Qué hacer:
A - Imprime sin cambios el tramo del artículo sobre las elecciones en América Latina que va desde "Una vez más, los" hasta "restricción económica mundial.".
B - Según el artículo sobre las elecciones en América Latina, ¿qué porcentaje de los votos válidos obtuvo Lenín Moreno en la segunda vuelta?

Alfredo Serrano Mancilla*
Disculpen el
baile de números. Son 25 elecciones presidenciales en los pasados 15
años en siete países (Venezuela, Bolivia, Uruguay, Nicaragua, Argentina,
Brasil y Ecuador), y sólo una vez, una única vez, la oposición
neoliberal ganó en las urnas. Una de 25; 4 por ciento es el porcentaje
alcanzado por la restauración conservadora cuando se trata de elegir en
las urnas al nuevo presidente en un país gobernado por un proyecto
progresista. Lo logró Mauricio Macri en Argentina en 2015. La única
excepción que confirma la regla. Lo de Brasil no cuenta, porque fue
mediante un golpe de Estado parlamentario. Y en el resto de ocasiones,
Capriles, Doria Medina, Aécio Neves, Lacalle Pou –y así un listado
interminable de nombres– no lograron obtener los votos suficientes para
ser electos presidentes. El más reciente de esta serie ha sido el
Guillermo Lasso, en Ecuador, nuevo capítulo en esta larga lista de
derrotados. De hecho, este banquero ya sabía lo que era perder contra la
revolución ciudadana (en 2013).
Ecuador se decanta nuevamente por una opción no neoliberal. Lenín
Moreno, representante del Alianza País, ha sido el ganador en esta
segunda vuelta con 51.16 por ciento de los votos válidos. Esta vez le
sacó 2 puntos a su contrincante; en la primera vuelta fueron 11 puntos.
Una vez más, los exponentes de la restauración conservadora vuelven a
perder en las urnas frente a una propuesta progresista.
El fin de ciclo ha muerto en América Latina. De la misma manera que
lo hicieron los portavoces de la derecha, y otros tantos que tiraron la
toalla ante la mínima dificultad, ahora se debería afirmar, con
resultado en mano, que nunca jamás hubo fin de ciclo. Ecuador calló la
boca a todos aquellos que creyeron que el desgate, los errores y las
mismas contradicciones de los procesos de cambio se traducirían
inmediatamente en el ocaso de una época. No. De ninguna manera existen
vasos comunicantes tan directos entre lo uno y lo otro. Nadie puede
dudar de que estamos en una nueva etapa en la que los gobiernos
progresistas han de reconducir los proyectos, sorteando nuevos
obstáculos procedentes de una severísima restricción económica mundial.

Listado de datos:
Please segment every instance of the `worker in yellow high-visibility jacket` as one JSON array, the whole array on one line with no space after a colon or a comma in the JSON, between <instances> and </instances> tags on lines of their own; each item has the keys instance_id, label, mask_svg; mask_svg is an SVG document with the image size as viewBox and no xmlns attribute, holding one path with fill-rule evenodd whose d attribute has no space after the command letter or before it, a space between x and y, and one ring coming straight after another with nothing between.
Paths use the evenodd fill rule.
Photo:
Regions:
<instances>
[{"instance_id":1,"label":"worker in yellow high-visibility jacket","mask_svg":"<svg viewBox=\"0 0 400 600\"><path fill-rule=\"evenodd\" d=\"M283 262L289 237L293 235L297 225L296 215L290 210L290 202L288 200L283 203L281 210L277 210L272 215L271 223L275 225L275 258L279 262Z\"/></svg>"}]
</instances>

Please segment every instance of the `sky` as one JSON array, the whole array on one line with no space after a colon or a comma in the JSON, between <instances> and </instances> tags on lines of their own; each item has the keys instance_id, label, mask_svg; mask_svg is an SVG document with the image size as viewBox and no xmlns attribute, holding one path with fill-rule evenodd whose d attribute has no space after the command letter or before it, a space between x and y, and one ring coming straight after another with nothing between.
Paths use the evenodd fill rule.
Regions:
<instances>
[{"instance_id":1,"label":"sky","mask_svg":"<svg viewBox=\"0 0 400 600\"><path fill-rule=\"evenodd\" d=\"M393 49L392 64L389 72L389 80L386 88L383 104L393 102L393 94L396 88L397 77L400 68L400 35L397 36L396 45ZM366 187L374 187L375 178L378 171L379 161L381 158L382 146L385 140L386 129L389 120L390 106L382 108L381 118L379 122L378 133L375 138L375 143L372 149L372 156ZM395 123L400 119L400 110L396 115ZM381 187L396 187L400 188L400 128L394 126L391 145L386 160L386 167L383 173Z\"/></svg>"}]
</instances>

Resultados por tarea:
A -
Una vez más, los exponentes de la restauración conservadora vuelven a
perder en las urnas frente a una propuesta progresista.
El fin de ciclo ha muerto en América Latina. De la misma manera que
lo hicieron los portavoces de la derecha, y otros tantos que tiraron la
toalla ante la mínima dificultad, ahora se debería afirmar, con
resultado en mano, que nunca jamás hubo fin de ciclo. Ecuador calló la
boca a todos aquellos que creyeron que el desgate, los errores y las
mismas contradicciones de los procesos de cambio se traducirían
inmediatamente en el ocaso de una época. No. De ninguna manera existen
vasos comunicantes tan directos entre lo uno y lo otro. Nadie puede
dudar de que estamos en una nueva etapa en la que los gobiernos
progresistas han de reconducir los proyectos, sorteando nuevos
obstáculos procedentes de una severísima restricción económica mundial.

B - El 51.16 por ciento de los votos válidos.